Brief: Extend the March 2026 "Story in the Public Square" episode listing below, picking up after its final sentence.

This month on "Story in the Public Square" - March 2026

"Story in the Public Square" is a national broadcast that unpacks narratives with outside impact on public understanding and public policy. Hosted by Jim Ludes, the show can be seen each week on public television stations across the United States and seeks to study, celebrate and tell stories that matter. 

March 2026 SIPS
Elizabeth Samet

Elizabeth Samet: March 2-8, 2026

Go to the movies or visit the bookstore and you’ll see that war stories are everywhere—whether the protagonists are gods, super-heroes, or human beings. But author and West Point professor Elizabeth D. Samet warns that the appeal of the good war story obscures the complexity of conflict and shapes the way we view current international tensions.

 


Pete Hammond

Pete Hammond: March 9-15, 2026

This year’s Academy Awards nominations have almost everything: fast cars, conspiracies, classic tales, monsters, intrigue, and nature. It’s a remarkable collection of films and pre-eminent film critic and awards columnist Pete Hammond has reviewed them all.

 


David McCraw

David McCraw: March 16-22, 2026

Journalists play a vital role in the health of a free society. But The New York Times’ David E. McCraw isn’t a journalist, he’s a lawyer, reporting from the frontlines of the battle for freedom of the press.

Listed records:
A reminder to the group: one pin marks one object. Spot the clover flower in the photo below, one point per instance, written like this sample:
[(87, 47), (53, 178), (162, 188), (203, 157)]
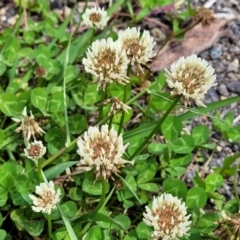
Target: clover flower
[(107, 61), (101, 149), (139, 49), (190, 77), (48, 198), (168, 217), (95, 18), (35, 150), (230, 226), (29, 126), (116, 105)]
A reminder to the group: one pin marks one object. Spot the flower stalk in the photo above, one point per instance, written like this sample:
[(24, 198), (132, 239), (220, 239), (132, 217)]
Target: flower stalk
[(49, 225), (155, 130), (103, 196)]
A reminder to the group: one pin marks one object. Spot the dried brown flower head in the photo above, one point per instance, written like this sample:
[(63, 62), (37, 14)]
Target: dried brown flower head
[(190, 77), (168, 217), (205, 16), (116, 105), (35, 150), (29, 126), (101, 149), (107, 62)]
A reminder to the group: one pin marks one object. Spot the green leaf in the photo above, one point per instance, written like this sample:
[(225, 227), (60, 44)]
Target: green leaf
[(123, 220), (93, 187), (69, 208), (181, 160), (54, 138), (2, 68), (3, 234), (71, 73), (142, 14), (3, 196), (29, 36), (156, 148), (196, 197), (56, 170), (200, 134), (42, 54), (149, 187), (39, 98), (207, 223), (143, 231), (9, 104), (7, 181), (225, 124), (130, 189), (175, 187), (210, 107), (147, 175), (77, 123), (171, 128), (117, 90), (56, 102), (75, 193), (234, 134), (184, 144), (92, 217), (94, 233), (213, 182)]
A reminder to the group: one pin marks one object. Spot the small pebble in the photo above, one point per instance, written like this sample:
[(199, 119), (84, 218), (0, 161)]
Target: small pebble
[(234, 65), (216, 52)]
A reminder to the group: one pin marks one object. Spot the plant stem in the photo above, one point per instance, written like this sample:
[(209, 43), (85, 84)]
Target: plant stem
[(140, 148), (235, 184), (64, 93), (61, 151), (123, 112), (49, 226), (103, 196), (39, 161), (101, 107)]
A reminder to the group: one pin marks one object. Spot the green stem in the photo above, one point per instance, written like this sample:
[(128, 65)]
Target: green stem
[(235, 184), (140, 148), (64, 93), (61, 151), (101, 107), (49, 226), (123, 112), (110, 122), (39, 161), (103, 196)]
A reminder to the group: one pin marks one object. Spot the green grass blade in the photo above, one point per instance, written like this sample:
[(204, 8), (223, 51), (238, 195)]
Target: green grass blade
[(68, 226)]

---

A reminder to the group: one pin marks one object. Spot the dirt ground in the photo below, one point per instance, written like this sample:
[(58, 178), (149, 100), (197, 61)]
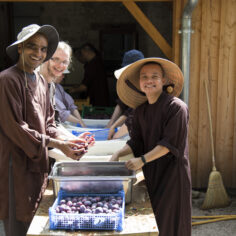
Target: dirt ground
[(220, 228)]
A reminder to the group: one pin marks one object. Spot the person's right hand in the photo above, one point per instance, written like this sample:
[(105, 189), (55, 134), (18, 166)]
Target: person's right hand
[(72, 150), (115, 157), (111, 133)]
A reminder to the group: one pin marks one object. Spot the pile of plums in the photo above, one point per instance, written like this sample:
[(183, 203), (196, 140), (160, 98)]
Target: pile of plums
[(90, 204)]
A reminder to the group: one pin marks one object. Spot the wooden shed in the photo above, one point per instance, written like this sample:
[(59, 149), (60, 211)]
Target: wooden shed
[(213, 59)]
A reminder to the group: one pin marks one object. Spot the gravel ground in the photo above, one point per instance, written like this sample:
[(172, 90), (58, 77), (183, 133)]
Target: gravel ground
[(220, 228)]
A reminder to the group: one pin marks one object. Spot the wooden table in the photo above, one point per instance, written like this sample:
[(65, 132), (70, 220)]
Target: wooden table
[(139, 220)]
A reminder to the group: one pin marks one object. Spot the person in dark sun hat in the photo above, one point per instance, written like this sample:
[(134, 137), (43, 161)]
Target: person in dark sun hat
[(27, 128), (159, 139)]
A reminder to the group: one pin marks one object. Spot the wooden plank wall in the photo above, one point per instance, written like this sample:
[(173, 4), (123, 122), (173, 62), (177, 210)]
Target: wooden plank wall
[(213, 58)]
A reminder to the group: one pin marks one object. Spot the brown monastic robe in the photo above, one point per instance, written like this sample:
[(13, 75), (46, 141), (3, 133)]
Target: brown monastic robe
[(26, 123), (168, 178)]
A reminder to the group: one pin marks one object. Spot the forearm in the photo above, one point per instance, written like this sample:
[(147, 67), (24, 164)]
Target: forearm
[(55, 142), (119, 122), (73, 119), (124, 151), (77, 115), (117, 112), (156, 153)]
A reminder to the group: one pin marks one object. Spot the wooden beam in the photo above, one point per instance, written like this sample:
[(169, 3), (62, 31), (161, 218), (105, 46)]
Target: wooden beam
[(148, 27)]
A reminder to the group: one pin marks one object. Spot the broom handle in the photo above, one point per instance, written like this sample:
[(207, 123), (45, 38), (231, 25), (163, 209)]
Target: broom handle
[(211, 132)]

Result of the task:
Julia Minson

Julia Minson: March 23-29, 2026

Senator Wendell Ford of Kentucky once said, “we can disagree without being disagreeable.” Harvard Kennedy School professor and author Julia Minson has made a career out of how to disagree better—and she has the science to back her claims.

 

 


Thomas Chatterton Williams.

Thomas Chatterton Williams [Rebroadcast]: March 30- April 5, 2026

In the summer of 2020, the country was racked by disease, violence, and social disruption as generations of racial injustice seemed to fall in the wake of the murder of George Floyd. Author Thomas Chatterton Williams warns, however, that extreme views on the left—ascendent in that summer heat—are just as dangerous to western liberalism as extreme views on the right.

 


In Rhode Island and southeastern New England, the show is broadcast on Rhode Island PBS on Sundays at 11:00 a.m. and is rebroadcast on Thursdays at 7:30 p.m. Check your local public television listings for air times near you!

An audio version of the program airs Saturdays at 8:30 a.m. and 5:30 p.m. ET, Sundays at 2:30 a.m. and 9:30 p.m. and Mondays at 4:30 a.m. ET on SiriusXM’s popular P.O.T.U.S. (Politics of the United States), channel 124.